Zitiere bitte aus dem Auszug über Journalisten in der Türkei wortgetreu die Stelle zwischen „Der Kölner TV-Kanal“ und „AKP berichten könnten.“, beide einschließlich.

::: Auszug zum Lesen :::

Der Kölner TV-Kanal ist per Satellit in der Türkei zu empfangen, aber er wird auch von Türken in Deutschland geguckt. Überhaupt würden viele lieber muttersprachliche Medien konsumieren, erklärt Baha Güngör. Er lebt in Köln und war viele Jahre lang Korrespondent der „Deutschen Presse-Agentur“ in Ankara. Der Buchautor erklärt im Interview mit den HMKW-Studierenden den „schweren Stand“ der Journalisten in der Türkei: „Sie werden für geringste Äußerungen, die Erdogan nicht gefallen, von seinen Handlangern in der Justiz oder im Staatsapparat bestraft und eingesperrt.“ Deshalb gebe es in der Türkei kaum noch Medien, die unabhängig und kritisch über den Präsidenten und seine Regierungspartei AKP berichten könnten.

::: Bereitgestelltes Material :::

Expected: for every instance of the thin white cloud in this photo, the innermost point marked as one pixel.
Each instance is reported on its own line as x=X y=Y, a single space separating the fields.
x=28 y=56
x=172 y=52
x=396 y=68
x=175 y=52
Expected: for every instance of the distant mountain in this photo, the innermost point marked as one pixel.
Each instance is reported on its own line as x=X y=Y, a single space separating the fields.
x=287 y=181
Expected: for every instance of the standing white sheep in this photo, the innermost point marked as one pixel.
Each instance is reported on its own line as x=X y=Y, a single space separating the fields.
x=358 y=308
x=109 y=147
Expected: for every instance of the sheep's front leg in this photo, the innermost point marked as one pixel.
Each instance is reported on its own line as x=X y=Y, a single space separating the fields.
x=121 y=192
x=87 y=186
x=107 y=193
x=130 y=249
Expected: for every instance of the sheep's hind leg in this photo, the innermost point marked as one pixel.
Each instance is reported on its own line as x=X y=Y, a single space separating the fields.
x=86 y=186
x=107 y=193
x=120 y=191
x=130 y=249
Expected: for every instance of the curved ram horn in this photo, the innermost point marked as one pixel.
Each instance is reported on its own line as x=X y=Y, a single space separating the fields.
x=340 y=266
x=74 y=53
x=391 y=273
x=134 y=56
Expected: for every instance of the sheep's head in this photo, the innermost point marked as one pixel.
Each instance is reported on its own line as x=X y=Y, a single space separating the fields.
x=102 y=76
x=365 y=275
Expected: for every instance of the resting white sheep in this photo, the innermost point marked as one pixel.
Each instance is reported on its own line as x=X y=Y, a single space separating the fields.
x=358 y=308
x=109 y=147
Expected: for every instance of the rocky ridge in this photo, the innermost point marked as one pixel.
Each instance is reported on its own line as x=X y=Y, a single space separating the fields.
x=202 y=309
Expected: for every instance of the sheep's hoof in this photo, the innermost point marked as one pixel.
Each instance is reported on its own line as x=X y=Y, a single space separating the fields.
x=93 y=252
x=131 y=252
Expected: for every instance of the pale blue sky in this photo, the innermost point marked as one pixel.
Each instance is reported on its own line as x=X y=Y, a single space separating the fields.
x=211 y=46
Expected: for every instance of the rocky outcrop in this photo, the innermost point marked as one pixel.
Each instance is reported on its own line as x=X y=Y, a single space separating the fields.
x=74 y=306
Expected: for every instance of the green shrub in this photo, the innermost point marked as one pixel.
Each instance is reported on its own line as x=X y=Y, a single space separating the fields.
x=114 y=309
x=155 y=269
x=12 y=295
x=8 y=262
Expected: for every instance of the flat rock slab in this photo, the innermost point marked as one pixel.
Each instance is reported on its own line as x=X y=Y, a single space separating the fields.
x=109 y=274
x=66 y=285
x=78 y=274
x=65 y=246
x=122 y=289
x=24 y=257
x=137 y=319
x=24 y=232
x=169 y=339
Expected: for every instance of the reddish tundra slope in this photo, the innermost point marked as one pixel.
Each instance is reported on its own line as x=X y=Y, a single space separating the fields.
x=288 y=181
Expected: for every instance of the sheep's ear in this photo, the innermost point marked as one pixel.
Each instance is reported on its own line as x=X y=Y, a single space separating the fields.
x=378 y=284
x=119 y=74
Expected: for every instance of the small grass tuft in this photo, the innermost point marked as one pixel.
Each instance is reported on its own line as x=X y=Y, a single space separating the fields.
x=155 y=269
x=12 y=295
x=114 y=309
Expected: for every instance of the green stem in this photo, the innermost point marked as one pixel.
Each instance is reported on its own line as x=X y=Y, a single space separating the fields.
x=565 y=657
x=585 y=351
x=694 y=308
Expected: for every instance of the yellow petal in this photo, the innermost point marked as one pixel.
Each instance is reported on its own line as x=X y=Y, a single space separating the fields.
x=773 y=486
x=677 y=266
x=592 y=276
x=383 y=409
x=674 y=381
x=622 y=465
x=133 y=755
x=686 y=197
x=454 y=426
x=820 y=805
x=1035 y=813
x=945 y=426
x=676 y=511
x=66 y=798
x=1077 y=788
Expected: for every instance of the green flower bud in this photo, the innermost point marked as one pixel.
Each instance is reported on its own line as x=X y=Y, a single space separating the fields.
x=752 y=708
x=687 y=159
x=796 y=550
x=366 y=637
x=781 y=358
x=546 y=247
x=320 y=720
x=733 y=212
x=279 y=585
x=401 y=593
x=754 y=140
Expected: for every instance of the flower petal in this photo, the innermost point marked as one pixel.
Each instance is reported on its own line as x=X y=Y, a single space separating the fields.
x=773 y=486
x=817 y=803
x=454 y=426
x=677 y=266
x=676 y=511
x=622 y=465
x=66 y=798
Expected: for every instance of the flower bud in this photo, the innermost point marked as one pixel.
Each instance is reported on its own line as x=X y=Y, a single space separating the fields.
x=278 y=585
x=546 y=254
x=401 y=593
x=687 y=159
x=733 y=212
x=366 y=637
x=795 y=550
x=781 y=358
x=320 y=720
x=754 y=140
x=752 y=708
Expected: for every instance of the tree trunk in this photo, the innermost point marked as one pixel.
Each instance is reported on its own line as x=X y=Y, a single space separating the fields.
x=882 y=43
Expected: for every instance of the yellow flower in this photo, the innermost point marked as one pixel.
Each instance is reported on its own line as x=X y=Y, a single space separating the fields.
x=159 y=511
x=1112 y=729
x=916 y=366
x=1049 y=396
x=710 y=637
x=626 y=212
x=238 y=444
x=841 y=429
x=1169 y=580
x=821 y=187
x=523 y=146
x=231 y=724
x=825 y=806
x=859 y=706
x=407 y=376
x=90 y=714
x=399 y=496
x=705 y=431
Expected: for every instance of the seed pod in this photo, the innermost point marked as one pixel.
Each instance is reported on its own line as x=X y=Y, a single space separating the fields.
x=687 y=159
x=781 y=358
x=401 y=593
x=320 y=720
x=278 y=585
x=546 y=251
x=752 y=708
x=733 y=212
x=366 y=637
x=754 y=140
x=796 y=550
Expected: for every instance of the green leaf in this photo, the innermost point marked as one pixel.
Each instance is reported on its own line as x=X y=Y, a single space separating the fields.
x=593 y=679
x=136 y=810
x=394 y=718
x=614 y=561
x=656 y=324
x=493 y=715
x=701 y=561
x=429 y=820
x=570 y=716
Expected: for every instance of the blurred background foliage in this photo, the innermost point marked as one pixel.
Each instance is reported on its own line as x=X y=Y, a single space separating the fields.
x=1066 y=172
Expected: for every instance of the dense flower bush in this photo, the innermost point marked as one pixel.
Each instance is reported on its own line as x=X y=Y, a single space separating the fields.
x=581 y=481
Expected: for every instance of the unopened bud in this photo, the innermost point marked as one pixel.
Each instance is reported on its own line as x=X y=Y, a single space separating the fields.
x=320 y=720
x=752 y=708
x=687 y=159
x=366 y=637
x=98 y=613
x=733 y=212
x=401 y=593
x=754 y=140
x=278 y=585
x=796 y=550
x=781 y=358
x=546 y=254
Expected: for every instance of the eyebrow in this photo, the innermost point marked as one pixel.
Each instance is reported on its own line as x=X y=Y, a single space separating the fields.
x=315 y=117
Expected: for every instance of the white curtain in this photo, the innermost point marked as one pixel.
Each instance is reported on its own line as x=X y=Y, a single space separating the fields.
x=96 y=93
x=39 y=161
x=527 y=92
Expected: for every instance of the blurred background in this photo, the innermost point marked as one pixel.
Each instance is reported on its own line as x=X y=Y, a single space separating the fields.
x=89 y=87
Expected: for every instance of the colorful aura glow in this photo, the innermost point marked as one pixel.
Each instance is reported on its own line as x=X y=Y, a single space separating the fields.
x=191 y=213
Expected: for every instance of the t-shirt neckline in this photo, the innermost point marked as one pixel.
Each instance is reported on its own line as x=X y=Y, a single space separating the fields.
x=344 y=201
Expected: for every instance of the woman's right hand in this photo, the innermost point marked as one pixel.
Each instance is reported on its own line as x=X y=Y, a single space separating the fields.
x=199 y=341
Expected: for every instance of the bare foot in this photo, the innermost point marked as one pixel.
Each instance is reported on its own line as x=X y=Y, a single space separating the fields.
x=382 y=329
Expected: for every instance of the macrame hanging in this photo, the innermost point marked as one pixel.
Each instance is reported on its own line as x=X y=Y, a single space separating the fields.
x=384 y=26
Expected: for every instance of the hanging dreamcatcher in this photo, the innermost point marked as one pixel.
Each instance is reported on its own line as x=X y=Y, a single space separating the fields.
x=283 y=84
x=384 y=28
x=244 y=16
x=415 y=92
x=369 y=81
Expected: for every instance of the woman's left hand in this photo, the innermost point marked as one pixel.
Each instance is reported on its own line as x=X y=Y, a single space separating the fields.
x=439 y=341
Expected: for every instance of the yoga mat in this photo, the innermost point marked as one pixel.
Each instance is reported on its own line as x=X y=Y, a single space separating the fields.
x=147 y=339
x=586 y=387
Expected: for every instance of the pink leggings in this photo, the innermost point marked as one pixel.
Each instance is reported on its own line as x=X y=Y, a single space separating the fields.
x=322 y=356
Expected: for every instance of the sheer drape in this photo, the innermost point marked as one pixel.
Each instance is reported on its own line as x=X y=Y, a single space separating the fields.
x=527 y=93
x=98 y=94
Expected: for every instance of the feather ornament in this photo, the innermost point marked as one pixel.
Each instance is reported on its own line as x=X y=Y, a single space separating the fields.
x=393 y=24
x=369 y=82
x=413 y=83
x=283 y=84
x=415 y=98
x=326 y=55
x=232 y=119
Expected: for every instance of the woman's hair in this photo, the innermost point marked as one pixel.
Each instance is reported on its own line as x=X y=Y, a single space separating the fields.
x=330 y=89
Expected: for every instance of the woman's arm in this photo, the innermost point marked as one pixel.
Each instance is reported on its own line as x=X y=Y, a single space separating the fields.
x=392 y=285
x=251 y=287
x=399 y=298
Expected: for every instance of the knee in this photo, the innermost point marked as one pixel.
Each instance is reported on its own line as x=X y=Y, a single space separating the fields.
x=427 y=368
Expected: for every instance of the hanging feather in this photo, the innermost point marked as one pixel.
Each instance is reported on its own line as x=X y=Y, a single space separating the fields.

:::

▶ [Vollständige Lösung]:
Der Kölner TV-Kanal ist per Satellit in der Türkei zu empfangen, aber er wird auch von Türken in Deutschland geguckt. Überhaupt würden viele lieber muttersprachliche Medien konsumieren, erklärt Baha Güngör. Er lebt in Köln und war viele Jahre lang Korrespondent der „Deutschen Presse-Agentur“ in Ankara. Der Buchautor erklärt im Interview mit den HMKW-Studierenden den „schweren Stand“ der Journalisten in der Türkei: „Sie werden für geringste Äußerungen, die Erdogan nicht gefallen, von seinen Handlangern in der Justiz oder im Staatsapparat bestraft und eingesperrt.“ Deshalb gebe es in der Türkei kaum noch Medien, die unabhängig und kritisch über den Präsidenten und seine Regierungspartei AKP berichten könnten.